記述課題 1:
本文について、次の問いに答えよ。
(a) 食品工場で食品の水分率を測定する際に、現在主に採用されている方法は何か。
(b) MMSシリーズを開発したのはどこか。
(c) MMSシリーズの繰り返し測定精度はいくらか。

読解文:
▶

近赤外線方式では対応できない厚みがある対象物も計測可能

 現在、食品工場などで食品の水分率を測定する際には主に、試料を乾燥させ、重量減少分を水分量として算出する「乾燥重量法」を採用している。現場では定期的にライン上の食品を抜き取り、乾燥重量法で検査を行い、水分率の管理を行っている。

 しかし、乾燥重量法は1つの試料の水分率測定に時間を要し、短時間で結果を求めることが困難だ。測定のための作業者も必要で、かつ作業者により値のバラツキも生じやすい。これらの要因により、インラインでの全数検査に対応できない。

「乾燥重量法」の課題
「乾燥重量法」の課題[クリックで拡大] 出所:島津製作所

 そこで、島津製作所は製造ラインのコンベヤー上に直接設置し、リアルタイムで全数検査できるインライン水分率モニターとして、MMSシリーズを開発した。

 MMSシリーズは、電磁波方式により非接触/非破壊で全数測定でき、生産性向上に貢献する。近赤外線方式では対応できない厚みがある対象物も計測可能だ。抜き取り検査で応じられないリアルタイム測定も行え、省人化に役立つ。繰り返し測定精度は±0.1%で、測定周期0.1秒を実現している。島津製作所 産業機械事業部 技術部 部長の吉岡尚規氏は「1個当たり0.6〜0.7秒で水分率を測れる」と語った。

◀

記述課題 2:
以下の記録から、文字列「distant」を含む行をすべて特定し、一字も変えずに書き写せ。大文字と小文字は区別する。

演習データ:

▶

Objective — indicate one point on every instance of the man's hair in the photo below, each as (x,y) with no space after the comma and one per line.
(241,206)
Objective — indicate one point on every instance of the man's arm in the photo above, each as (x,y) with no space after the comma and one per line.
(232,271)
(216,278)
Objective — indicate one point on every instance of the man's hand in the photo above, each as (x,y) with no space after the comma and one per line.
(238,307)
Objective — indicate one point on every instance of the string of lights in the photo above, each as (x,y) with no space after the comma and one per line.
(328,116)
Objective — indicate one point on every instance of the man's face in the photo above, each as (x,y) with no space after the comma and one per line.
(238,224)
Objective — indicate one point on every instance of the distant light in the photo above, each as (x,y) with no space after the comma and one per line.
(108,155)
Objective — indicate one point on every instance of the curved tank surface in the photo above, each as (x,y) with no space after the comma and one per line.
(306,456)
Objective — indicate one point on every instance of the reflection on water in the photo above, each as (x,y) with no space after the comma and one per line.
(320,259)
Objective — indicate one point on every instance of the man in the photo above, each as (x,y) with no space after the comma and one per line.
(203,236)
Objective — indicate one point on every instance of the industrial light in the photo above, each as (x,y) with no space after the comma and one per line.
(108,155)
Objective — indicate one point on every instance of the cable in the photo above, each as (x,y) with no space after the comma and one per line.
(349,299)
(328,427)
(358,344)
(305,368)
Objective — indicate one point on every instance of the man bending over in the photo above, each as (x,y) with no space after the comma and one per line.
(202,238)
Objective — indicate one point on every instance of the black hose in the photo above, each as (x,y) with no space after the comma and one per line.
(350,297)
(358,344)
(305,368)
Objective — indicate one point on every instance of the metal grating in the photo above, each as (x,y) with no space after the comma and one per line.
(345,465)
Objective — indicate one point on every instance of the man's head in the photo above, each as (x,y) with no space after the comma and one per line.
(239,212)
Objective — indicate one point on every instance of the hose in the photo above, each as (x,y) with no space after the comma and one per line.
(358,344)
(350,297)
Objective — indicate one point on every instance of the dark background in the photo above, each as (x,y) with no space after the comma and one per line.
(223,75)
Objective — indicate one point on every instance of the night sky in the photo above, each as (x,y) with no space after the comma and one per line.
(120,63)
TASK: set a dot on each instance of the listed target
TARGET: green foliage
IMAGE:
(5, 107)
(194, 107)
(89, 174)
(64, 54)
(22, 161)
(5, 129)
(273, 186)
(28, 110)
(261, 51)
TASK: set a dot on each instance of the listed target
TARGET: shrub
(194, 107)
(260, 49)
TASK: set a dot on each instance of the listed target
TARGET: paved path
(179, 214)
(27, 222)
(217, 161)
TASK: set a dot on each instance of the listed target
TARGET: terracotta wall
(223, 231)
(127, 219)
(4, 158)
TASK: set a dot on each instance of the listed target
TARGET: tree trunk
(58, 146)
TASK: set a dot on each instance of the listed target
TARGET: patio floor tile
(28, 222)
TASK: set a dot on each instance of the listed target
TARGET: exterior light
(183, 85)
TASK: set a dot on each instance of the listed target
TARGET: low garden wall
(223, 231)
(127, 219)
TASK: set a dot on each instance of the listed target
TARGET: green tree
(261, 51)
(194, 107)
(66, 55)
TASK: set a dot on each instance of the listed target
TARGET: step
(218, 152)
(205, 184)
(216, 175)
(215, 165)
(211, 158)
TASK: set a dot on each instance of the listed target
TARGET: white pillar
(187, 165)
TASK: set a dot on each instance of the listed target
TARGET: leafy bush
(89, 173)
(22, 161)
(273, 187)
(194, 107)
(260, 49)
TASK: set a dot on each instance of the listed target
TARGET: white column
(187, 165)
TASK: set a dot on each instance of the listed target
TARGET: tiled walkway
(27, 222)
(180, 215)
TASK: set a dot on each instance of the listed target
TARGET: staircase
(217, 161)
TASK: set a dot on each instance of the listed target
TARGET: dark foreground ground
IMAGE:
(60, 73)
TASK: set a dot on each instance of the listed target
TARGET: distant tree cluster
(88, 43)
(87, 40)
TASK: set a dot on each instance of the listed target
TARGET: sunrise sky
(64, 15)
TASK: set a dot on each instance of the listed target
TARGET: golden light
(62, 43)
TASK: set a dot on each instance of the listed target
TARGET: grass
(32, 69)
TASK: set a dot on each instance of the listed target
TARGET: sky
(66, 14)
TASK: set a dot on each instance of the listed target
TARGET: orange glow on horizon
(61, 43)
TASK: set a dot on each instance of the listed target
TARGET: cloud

◀

解答 1:
(a) 乾燥重量法である。
(b) 島津製作所である。
(c) ±0.1%である。

解答 2:
Objective — indicate one point on every instance of the distant light in the photo above, each as (x,y) with no space after the comma and one per line.
TARGET: distant tree cluster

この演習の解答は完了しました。